> Instruction A: Copy the text on automated video translation and captioning word for word, from "At the same" up to and including "another story altogether.".
> Instruction B: In the text on automated video translation and captioning, condense the paragraph beginning "At the same time, most video conferencing platforms" into a short list that keeps its main facts.

Yandex, the Russian tech giant, also joined the game of automatic video localization. Their ambitious prototype aims at simultaneously translating the video and dubbing it with synthetic voices. Their solution will also detect the sex of the speaker and choose a voice accordingly. For now, their software will be able to convert videos from Russian into English. Tweaking emotions and other voice traits is on the roadmap of Yandex’s prototype.
One of the main challenges of 2020 was online multilingual meetings. Even if remote interpreting technology was one of the winners of the past year, many international companies were craving for solutions that offered real-time subtitles in multiple languages for meetings involving audiences who speak a variety of different languages. This is a big challenge that has yet to be fully streamlined and, unquestionably, there’s room for improvement. Intralingual live captions aimed at providing access for persons with hearing impairments, non-native speakers, and anybody who is experiencing bad audio quality are covered by a number of different automated solutions, including WebCaptioner and Live Captions in Chrome. The results of using these automated tools are not always optimal, however, especially if the speaker has a strong accent or if there’s background noise and/or bad audio quality. But if the audio quality is up to snuff, then the results will be acceptable.
At the same time, most video conferencing platforms already offer this service. Webex provides automated closed captions, and they also accommodate third-party captioning services. Zoom also offers closed captions as well as live transcription directly on their platform. And the same goes for Microsoft Teams and Google Meet. These intralingual live caption solutions are not always available for more than one source language (English), which limits their applications for a global audience.
Technology for high-quality multilingual, real-time captions is another story altogether.
For example, SyncWords and their live meeting multilingual caption solution: SyncWord’s technology is integrated with Zoom, Socio, Pheedloop, Adobe Connect, N24, and Webex, and provides translations into more than 60 languages. Touchcast, whose offering for online events includes real-time captions, foreign subtitles and dubbing for online sessions, raised USD 55 million earlier in 2021. Additionally, XL8 offers live subtitles in multiple languages as well as API (SaaS), a web service where people can pop open a web page while they're in a meeting, and a streaming service that takes a video stream (HLS) and returns another video stream (HLS) that includes subtitles. Integrating their service with conference solutions is on their roadmap. AI-Media offers captioning and translation technology for live meetings, making the most of their proprietary technology with humans in the loop contributing to a better quality final output. Their solution can be added to streaming platforms such as YouTube, Zoom, Facebook, Vimeo, and Twitch.

> Information provided:
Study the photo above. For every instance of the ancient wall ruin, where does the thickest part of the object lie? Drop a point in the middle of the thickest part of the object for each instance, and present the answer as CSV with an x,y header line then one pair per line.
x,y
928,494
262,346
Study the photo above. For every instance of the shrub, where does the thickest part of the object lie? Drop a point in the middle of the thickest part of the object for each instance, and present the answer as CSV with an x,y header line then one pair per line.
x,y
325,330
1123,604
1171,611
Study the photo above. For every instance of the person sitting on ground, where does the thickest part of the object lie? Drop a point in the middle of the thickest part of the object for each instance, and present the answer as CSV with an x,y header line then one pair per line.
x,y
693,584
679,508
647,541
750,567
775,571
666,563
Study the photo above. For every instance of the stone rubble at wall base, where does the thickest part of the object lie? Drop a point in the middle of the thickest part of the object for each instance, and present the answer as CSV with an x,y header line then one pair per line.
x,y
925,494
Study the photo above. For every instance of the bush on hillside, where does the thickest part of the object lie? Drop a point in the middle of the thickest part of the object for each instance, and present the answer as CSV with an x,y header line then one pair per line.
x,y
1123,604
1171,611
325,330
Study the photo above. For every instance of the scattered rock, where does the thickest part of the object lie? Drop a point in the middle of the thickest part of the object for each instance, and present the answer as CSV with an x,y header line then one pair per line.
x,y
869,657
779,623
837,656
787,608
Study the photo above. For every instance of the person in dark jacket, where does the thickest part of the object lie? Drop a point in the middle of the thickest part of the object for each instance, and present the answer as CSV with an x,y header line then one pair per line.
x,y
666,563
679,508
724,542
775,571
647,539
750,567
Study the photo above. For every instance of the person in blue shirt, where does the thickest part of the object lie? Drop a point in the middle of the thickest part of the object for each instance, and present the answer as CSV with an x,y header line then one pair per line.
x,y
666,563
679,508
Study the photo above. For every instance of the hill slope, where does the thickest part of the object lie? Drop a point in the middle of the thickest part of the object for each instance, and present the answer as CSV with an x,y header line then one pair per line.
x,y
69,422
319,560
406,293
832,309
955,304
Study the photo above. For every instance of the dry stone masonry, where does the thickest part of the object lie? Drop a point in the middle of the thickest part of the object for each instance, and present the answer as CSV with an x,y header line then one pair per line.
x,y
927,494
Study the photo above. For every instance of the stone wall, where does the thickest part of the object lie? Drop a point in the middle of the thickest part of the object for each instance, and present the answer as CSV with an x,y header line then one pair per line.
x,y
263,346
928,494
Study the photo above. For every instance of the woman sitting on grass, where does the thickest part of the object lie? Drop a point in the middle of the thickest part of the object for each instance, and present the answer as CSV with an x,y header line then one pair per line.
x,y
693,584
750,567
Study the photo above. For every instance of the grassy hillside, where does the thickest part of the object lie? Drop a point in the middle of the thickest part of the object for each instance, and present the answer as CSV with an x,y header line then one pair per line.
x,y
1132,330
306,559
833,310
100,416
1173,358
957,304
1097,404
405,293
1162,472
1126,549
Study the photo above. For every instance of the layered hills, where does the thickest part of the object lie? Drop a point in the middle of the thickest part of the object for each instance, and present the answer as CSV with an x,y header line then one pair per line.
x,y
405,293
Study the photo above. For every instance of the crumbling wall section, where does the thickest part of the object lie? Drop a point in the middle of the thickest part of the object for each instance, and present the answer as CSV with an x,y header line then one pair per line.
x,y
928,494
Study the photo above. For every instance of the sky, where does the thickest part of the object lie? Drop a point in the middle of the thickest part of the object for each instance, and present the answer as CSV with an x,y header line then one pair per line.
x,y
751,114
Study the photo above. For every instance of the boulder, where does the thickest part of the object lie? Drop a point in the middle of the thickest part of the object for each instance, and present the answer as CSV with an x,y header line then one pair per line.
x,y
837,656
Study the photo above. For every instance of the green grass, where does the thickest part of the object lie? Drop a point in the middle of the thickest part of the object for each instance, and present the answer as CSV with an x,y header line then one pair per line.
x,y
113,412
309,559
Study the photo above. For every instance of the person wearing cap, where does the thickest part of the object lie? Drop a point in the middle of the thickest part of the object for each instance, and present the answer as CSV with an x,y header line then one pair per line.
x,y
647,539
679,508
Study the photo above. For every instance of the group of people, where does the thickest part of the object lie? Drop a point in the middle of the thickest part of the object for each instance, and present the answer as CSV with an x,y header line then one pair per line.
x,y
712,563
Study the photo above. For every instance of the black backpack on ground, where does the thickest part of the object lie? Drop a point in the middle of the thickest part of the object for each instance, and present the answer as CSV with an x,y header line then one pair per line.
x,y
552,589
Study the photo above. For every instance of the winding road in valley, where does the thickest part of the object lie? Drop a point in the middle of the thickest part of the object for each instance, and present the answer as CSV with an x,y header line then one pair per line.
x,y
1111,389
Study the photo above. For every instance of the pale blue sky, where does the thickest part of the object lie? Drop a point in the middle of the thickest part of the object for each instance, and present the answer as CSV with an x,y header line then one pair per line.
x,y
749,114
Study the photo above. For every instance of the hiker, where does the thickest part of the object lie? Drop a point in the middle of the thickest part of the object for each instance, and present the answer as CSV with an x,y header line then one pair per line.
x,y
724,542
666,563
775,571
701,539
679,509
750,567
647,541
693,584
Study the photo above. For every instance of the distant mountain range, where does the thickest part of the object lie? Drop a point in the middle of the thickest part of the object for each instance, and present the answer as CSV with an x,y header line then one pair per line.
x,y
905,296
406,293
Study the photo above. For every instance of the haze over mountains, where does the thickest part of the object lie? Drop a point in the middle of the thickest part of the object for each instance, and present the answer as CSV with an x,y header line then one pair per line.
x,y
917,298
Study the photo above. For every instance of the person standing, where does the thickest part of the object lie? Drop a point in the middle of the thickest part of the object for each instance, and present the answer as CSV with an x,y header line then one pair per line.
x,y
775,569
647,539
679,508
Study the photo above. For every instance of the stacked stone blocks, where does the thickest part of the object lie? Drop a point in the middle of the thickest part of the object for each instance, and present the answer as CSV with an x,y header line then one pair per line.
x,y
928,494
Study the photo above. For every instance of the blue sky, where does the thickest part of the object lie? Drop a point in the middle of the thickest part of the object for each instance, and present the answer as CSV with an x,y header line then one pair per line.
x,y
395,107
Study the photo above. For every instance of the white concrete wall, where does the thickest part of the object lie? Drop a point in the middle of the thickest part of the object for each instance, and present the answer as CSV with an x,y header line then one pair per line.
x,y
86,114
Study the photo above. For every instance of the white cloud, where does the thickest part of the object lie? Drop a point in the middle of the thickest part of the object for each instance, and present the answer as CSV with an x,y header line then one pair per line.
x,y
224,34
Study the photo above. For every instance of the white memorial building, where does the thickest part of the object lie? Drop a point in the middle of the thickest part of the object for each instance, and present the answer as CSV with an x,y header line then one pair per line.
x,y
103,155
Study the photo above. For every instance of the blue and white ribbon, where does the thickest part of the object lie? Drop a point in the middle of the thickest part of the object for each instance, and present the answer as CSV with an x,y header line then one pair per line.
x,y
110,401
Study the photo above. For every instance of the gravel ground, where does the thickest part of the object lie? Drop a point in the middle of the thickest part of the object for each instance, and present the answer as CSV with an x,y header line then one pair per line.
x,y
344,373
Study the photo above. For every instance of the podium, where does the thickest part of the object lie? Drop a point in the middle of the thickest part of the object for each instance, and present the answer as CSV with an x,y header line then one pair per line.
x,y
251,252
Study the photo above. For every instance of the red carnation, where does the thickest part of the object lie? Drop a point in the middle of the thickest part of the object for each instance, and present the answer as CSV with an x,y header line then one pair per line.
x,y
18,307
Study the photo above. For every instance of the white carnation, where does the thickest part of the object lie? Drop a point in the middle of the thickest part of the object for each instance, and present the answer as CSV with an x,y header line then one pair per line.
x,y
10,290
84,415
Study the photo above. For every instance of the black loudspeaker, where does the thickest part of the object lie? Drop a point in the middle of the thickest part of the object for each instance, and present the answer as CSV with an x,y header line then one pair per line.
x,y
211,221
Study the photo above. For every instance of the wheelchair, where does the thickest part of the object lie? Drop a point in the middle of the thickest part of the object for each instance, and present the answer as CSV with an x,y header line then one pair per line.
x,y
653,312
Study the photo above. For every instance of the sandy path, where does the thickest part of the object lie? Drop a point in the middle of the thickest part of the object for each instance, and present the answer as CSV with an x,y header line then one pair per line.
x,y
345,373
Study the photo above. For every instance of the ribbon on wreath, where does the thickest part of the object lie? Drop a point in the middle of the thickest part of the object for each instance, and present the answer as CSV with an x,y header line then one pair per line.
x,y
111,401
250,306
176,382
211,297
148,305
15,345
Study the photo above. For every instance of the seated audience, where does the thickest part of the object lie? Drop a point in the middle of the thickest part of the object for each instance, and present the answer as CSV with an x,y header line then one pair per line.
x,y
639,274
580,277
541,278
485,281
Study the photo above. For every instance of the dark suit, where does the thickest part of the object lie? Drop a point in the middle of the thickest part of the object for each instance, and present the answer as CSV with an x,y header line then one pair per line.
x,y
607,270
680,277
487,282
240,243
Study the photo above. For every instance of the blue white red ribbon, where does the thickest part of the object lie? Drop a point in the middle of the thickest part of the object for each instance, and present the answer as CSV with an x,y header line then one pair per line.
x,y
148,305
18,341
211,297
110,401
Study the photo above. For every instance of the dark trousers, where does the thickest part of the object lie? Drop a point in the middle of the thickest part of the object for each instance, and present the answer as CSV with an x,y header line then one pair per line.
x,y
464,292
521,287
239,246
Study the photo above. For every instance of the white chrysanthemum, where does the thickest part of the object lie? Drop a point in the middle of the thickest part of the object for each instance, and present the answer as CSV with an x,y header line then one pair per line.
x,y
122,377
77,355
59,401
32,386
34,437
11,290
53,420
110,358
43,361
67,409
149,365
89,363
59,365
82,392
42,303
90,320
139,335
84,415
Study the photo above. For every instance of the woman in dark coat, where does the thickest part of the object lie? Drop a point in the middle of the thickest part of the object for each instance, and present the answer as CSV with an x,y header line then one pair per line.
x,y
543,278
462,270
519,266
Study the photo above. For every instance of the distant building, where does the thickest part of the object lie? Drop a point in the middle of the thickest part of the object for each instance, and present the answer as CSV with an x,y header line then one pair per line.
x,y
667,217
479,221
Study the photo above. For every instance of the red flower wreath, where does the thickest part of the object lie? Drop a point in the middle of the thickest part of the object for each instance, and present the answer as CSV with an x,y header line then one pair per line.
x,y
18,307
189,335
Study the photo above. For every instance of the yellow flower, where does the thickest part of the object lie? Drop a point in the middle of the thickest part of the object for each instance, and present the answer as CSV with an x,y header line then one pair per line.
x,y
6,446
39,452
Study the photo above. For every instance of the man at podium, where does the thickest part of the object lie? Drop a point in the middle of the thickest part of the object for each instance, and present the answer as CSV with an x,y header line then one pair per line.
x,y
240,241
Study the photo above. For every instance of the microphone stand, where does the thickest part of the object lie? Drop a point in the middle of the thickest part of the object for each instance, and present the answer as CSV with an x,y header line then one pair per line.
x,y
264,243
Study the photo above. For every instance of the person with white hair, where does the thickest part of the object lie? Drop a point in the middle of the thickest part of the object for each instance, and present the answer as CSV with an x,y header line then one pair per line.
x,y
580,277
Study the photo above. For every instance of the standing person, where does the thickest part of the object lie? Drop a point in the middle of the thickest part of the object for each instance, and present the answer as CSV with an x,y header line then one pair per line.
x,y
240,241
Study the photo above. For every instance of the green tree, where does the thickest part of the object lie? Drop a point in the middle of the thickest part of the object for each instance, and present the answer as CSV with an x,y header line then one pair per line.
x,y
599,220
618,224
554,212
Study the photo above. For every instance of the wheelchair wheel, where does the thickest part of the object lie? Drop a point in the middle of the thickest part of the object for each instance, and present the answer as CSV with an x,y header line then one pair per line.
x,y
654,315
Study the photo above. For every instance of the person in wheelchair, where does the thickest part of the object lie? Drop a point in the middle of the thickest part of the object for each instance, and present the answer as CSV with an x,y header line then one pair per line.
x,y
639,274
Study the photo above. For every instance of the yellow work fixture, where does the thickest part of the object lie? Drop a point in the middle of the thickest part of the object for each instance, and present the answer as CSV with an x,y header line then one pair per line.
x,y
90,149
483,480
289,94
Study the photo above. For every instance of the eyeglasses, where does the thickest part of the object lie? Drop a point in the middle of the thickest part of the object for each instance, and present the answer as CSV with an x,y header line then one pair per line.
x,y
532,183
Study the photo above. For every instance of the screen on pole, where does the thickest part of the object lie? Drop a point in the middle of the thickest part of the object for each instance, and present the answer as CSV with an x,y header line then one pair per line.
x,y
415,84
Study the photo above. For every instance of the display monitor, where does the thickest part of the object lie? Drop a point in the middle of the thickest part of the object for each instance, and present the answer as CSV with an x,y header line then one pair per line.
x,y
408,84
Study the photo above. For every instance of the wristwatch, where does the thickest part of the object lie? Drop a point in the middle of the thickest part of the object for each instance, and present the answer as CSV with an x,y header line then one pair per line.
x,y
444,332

> Task solution A:
At the same time, most video conferencing platforms already offer this service. Webex provides automated closed captions, and they also accommodate third-party captioning services. Zoom also offers closed captions as well as live transcription directly on their platform. And the same goes for Microsoft Teams and Google Meet. These intralingual live caption solutions are not always available for more than one source language (English), which limits their applications for a global audience.
Technology for high-quality multilingual, real-time captions is another story altogether.

> Task solution B:
- Most video conferencing platforms already offer live captions.
- Webex provides automated closed captions and supports third-party captioning services.
- Zoom offers closed captions and live transcription directly on its platform.
- Microsoft Teams and Google Meet do the same.
- These intralingual caption tools often support only one source language (English), which limits their use for a global audience.